Image-grounded pointing data:
•••••
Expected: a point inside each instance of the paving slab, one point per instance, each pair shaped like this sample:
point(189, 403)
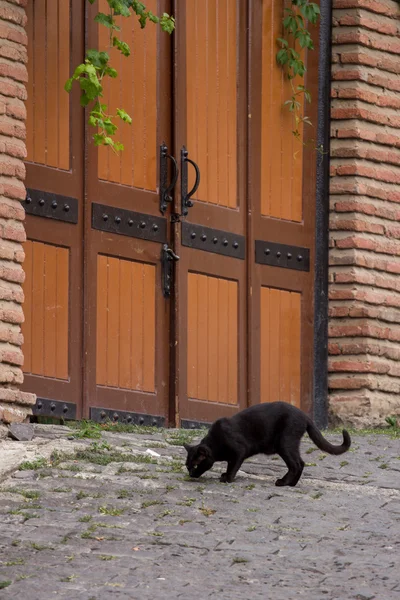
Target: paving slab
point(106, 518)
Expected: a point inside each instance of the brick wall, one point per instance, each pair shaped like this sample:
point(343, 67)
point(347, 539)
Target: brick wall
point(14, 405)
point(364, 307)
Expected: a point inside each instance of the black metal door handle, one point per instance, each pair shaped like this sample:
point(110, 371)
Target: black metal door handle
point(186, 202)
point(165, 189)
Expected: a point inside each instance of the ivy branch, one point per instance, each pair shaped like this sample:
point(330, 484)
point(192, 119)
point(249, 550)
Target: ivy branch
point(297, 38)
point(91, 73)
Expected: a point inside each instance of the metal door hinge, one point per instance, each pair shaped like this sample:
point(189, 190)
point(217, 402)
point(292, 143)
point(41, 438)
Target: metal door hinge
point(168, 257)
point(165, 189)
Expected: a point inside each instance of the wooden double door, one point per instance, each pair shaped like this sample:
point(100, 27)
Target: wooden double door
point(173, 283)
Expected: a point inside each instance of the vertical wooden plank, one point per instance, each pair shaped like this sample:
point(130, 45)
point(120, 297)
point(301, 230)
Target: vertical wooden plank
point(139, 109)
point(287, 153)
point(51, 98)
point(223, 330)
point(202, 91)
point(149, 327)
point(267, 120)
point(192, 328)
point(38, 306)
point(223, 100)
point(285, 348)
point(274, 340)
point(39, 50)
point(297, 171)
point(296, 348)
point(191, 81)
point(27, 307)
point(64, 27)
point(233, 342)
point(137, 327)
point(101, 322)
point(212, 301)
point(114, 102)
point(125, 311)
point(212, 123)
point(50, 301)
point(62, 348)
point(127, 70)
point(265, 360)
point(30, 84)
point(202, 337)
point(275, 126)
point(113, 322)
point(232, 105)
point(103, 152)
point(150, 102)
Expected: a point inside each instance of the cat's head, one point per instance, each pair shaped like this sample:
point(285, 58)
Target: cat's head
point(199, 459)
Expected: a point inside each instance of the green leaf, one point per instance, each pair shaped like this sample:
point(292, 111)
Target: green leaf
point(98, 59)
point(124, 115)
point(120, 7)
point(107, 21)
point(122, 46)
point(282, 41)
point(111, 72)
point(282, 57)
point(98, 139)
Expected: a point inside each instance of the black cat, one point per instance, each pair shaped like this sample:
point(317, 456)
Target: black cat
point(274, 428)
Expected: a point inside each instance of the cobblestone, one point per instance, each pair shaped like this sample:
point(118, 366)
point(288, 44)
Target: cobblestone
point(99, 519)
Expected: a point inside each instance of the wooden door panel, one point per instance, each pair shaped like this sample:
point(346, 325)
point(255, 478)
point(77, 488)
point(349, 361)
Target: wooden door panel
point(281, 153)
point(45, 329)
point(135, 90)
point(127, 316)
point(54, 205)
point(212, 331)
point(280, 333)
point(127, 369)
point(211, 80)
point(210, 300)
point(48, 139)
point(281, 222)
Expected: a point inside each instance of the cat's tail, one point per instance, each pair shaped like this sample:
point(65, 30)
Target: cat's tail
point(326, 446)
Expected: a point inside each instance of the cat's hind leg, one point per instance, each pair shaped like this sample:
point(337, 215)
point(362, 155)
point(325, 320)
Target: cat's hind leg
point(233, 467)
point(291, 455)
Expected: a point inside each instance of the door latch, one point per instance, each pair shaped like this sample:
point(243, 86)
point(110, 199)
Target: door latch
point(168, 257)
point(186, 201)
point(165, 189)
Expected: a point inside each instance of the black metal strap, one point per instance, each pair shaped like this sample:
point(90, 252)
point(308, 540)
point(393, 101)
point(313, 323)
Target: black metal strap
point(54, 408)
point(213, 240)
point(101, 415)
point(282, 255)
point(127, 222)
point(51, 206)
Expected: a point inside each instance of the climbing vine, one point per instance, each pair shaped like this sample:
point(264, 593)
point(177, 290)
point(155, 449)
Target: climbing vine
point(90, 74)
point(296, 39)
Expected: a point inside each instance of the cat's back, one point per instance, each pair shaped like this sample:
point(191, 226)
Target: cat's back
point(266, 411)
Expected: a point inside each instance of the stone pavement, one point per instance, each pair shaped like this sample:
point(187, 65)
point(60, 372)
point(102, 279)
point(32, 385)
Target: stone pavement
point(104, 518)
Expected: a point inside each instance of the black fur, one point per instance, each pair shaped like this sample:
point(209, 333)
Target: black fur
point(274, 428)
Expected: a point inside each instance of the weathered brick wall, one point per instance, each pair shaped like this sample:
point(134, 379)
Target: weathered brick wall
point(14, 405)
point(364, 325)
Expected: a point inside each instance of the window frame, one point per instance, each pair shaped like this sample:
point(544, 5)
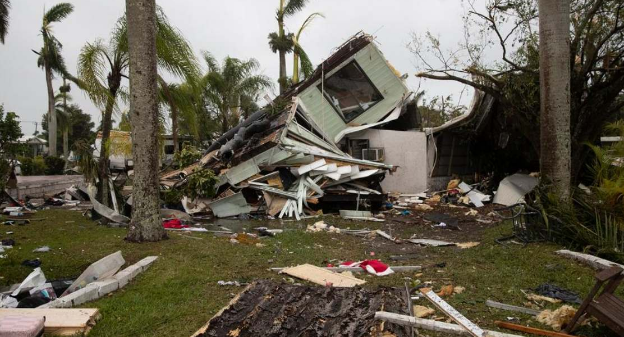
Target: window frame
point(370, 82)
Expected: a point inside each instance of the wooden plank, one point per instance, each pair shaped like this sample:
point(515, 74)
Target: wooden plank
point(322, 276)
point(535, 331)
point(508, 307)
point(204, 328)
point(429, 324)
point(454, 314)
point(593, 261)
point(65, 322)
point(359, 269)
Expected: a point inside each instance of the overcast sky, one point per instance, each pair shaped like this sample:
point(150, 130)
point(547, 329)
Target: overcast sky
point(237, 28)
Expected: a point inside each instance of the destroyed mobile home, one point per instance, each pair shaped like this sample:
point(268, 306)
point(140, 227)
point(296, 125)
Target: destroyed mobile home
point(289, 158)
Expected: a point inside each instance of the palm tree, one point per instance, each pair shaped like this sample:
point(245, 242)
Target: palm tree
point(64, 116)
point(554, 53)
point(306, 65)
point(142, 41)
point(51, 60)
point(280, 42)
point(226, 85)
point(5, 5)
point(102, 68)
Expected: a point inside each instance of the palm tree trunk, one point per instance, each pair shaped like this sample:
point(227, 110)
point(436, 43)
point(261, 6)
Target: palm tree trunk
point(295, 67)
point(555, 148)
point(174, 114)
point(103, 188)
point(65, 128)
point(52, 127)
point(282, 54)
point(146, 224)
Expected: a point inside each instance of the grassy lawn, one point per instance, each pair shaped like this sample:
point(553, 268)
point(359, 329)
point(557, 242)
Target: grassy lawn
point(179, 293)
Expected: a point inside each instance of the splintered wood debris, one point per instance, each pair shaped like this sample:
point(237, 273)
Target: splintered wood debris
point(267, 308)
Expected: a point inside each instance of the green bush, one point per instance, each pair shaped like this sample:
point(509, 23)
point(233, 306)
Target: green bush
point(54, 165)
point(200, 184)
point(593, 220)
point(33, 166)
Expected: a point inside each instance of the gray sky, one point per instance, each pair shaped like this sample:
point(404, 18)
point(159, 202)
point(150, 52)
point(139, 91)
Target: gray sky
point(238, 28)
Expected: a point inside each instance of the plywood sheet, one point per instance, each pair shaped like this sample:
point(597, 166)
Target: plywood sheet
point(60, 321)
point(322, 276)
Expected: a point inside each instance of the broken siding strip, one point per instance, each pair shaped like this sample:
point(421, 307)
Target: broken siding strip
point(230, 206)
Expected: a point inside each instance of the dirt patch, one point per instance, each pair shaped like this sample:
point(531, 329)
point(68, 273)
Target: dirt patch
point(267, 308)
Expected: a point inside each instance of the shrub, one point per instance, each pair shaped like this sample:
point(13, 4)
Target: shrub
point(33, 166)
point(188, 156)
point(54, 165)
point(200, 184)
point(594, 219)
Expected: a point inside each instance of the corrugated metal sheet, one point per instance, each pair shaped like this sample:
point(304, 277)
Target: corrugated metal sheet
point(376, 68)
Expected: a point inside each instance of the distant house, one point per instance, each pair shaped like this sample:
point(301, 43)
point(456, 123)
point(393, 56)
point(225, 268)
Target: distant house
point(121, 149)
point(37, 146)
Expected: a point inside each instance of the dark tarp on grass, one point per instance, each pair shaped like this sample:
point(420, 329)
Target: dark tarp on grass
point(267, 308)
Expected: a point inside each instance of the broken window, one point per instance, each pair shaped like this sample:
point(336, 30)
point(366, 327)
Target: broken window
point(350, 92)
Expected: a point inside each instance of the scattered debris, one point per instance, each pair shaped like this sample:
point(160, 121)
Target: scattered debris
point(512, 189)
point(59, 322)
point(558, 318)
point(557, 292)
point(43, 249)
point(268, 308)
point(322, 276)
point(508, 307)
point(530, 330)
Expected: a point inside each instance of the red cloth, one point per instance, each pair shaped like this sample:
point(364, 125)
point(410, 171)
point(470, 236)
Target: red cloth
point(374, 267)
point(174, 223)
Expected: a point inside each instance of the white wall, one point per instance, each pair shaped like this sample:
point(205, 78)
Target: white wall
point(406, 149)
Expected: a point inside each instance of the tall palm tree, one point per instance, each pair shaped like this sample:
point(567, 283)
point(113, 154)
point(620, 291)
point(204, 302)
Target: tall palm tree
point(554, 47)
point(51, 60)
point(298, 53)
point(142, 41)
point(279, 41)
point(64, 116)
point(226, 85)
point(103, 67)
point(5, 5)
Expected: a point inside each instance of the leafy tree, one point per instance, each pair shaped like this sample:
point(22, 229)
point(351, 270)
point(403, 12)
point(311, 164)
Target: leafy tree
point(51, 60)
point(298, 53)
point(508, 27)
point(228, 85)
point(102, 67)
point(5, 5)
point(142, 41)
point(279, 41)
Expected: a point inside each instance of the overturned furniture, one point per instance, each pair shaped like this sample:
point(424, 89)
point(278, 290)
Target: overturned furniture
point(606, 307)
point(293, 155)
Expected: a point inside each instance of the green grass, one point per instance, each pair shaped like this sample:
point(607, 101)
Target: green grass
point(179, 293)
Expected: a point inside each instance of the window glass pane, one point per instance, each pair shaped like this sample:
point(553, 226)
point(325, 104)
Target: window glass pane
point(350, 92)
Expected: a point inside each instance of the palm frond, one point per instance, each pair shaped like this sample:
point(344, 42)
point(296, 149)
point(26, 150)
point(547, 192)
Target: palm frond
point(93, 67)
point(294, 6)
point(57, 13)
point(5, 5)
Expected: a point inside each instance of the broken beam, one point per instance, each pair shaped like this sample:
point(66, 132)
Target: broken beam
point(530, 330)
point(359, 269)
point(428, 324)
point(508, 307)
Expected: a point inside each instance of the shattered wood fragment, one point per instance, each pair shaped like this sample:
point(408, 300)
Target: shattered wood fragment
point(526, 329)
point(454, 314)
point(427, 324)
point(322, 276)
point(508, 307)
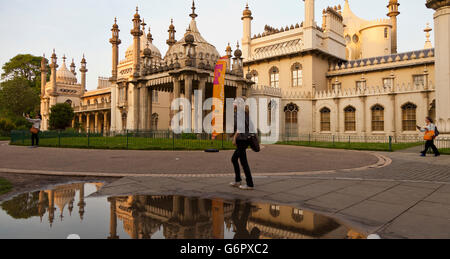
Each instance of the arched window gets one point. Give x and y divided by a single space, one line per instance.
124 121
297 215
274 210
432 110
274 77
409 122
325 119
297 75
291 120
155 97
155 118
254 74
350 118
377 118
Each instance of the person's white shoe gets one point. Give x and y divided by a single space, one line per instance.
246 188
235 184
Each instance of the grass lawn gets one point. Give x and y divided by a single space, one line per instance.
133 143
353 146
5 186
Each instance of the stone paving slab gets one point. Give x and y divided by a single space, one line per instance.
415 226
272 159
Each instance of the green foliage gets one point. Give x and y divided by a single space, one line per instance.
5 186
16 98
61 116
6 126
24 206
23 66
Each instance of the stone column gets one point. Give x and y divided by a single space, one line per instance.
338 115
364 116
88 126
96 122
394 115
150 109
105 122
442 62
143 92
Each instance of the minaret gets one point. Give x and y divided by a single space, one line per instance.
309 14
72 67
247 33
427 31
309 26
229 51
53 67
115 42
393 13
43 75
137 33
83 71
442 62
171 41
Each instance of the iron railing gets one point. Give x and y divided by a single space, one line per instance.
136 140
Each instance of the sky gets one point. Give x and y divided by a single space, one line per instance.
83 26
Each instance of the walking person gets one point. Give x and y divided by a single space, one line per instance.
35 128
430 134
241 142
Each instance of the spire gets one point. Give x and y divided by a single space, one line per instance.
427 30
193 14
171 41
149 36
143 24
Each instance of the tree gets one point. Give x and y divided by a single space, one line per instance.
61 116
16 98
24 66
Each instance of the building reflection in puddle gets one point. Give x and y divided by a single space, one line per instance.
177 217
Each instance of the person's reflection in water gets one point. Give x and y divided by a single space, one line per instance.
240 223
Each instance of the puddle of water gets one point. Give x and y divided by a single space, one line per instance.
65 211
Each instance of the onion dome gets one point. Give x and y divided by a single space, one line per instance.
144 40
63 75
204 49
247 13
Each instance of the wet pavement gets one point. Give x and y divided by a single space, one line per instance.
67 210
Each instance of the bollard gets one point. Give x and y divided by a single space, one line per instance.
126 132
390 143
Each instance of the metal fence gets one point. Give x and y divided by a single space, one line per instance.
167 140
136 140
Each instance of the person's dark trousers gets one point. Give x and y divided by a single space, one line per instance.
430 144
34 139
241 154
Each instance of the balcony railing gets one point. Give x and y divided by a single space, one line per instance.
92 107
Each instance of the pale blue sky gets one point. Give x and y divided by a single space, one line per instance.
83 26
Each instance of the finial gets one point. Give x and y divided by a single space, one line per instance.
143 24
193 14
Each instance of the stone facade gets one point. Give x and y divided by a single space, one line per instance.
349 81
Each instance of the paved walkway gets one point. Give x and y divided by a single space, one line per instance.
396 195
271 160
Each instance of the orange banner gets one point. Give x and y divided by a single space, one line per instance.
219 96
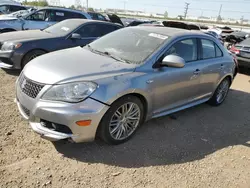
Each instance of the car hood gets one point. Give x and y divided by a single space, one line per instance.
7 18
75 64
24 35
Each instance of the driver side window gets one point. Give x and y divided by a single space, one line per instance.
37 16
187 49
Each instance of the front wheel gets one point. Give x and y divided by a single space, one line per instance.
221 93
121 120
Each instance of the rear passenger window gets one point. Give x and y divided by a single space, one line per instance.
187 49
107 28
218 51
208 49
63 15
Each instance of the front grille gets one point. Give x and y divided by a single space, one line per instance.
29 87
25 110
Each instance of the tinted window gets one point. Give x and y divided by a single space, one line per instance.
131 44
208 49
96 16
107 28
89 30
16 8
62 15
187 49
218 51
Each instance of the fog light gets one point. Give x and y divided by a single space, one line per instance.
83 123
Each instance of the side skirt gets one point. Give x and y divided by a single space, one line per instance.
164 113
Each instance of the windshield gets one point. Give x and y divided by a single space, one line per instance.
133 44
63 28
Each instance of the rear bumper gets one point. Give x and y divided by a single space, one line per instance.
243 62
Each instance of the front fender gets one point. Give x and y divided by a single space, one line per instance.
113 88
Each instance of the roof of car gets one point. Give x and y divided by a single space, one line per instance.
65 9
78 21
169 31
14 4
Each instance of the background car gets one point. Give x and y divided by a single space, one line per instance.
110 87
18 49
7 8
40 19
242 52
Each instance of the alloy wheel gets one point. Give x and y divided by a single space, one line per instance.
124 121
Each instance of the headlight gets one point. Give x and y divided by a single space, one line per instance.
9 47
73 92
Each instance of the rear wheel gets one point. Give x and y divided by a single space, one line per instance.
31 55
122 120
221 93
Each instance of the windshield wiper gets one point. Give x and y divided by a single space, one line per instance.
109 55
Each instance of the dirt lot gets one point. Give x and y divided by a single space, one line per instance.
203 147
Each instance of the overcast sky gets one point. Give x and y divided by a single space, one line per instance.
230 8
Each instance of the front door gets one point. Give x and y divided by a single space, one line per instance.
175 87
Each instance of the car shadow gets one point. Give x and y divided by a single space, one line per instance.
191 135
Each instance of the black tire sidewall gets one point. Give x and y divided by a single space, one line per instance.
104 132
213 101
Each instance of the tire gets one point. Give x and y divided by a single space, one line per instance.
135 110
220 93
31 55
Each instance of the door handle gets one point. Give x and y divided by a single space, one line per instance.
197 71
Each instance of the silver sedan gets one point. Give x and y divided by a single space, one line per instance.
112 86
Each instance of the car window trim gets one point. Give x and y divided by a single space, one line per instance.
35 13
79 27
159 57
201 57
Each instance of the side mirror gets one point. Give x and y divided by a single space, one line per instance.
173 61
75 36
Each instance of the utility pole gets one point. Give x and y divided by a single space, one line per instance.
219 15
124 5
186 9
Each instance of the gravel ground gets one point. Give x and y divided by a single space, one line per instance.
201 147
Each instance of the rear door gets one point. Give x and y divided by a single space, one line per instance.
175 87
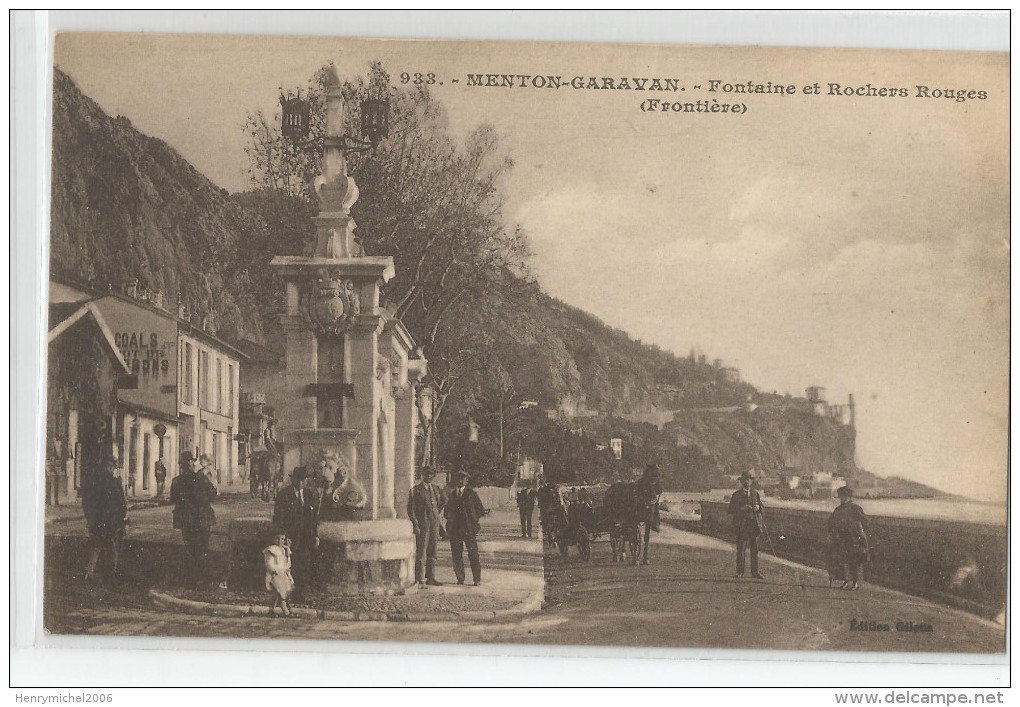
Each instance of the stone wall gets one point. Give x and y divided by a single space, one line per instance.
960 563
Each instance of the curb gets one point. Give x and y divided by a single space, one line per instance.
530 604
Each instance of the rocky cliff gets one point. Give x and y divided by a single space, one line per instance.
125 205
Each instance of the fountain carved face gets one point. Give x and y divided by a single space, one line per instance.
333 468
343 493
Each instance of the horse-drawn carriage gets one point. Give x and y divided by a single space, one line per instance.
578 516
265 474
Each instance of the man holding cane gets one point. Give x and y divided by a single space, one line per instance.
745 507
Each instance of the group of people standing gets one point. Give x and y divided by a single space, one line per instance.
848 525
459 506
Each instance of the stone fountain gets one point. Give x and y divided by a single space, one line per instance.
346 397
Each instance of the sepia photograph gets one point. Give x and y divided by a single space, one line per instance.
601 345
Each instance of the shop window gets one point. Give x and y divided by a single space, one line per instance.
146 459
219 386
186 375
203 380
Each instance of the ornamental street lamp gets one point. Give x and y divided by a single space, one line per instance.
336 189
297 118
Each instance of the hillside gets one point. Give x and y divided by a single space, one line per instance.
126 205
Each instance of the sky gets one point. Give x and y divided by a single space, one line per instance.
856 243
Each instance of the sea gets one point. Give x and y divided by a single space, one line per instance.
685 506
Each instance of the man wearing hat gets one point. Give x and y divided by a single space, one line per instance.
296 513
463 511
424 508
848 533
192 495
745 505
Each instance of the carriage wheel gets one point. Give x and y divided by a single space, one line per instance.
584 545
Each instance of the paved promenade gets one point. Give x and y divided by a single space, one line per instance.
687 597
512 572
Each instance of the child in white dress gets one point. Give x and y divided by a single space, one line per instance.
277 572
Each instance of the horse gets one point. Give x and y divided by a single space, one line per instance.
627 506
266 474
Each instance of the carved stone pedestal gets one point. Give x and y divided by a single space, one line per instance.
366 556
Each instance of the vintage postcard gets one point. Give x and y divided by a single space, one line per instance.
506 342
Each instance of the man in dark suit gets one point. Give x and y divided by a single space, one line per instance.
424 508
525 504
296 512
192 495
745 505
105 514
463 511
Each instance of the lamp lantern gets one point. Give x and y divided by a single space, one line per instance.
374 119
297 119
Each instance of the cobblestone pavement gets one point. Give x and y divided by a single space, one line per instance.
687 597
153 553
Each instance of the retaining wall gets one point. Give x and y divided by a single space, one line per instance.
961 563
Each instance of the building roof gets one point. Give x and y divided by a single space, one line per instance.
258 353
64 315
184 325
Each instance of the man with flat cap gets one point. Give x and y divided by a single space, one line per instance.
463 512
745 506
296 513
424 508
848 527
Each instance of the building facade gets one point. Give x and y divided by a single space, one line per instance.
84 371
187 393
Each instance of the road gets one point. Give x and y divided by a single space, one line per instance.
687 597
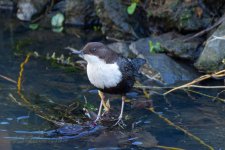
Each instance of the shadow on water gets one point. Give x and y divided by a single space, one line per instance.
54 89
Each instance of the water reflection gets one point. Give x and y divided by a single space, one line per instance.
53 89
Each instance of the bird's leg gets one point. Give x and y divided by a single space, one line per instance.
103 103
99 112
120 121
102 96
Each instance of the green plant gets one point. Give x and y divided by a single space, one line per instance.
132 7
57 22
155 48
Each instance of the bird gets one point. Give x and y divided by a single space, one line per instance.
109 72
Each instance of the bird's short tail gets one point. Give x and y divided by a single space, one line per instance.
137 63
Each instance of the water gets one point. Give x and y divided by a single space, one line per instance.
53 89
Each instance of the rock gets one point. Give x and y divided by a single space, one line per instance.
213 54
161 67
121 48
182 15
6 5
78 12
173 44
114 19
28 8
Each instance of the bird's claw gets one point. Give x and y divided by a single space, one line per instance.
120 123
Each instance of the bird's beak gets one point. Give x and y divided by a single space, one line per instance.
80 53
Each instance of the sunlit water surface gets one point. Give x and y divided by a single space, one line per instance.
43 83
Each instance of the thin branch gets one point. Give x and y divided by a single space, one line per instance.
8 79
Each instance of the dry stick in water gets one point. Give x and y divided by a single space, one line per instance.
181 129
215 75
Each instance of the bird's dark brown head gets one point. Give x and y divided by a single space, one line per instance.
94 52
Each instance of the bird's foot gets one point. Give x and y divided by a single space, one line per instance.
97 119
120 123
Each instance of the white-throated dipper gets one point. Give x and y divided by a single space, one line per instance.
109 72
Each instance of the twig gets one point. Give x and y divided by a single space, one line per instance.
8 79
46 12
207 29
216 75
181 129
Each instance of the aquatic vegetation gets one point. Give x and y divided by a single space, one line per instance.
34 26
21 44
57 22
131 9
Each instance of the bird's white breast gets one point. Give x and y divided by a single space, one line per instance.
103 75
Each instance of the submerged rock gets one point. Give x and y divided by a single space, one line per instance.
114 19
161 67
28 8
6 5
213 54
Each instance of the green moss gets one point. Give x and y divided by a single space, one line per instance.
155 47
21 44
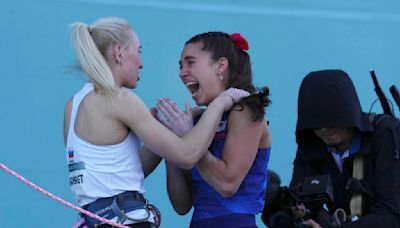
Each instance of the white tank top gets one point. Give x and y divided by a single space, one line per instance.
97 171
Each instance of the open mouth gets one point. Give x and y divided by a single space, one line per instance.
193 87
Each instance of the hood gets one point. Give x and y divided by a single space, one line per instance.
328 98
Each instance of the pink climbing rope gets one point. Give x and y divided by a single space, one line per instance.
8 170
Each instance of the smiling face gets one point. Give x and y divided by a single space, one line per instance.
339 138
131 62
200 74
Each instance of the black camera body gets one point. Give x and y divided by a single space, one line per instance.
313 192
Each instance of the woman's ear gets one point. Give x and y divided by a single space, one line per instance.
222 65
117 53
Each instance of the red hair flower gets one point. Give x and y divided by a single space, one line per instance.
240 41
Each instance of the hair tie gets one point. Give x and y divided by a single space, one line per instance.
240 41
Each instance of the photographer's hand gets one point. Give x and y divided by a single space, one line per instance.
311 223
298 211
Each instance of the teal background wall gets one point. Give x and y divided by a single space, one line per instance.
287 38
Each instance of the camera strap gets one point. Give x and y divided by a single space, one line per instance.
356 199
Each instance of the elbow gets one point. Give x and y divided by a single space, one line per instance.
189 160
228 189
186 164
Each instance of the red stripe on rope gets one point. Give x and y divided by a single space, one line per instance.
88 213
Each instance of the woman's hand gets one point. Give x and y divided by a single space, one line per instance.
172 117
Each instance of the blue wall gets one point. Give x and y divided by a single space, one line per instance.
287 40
•••••
### TRY IT
Above are the records; from them, give again exactly the lines from the one containing "Expected: a point inside each instance of the door" through the one containing "Expected: a point inside each instance of the stone", both included.

### SOLUTION TO THIS TASK
Expected: a point inside each instance of the door latch, one point per instance, each pair shaped like this sample:
point(243, 86)
point(110, 199)
Target: door latch
point(168, 257)
point(186, 201)
point(165, 189)
Expected: a point inside each instance of the black metal strap, one point per instance, each pair shaped like this sample:
point(90, 252)
point(308, 540)
point(393, 101)
point(313, 323)
Target: black metal strap
point(54, 408)
point(213, 240)
point(101, 415)
point(282, 255)
point(127, 222)
point(51, 206)
Expected: a point inside each instance of the climbing vine, one point per instance, each pair shaped like this sample:
point(264, 593)
point(177, 290)
point(155, 449)
Target: climbing vine
point(90, 74)
point(296, 39)
Expected: a point inside each instance of the cat's back, one point per instance, each pair shaped like this sample:
point(191, 226)
Target: cat's back
point(266, 411)
Expected: a point inside each instance of the stone pavement, one point per instance, each pair shaped like this sample:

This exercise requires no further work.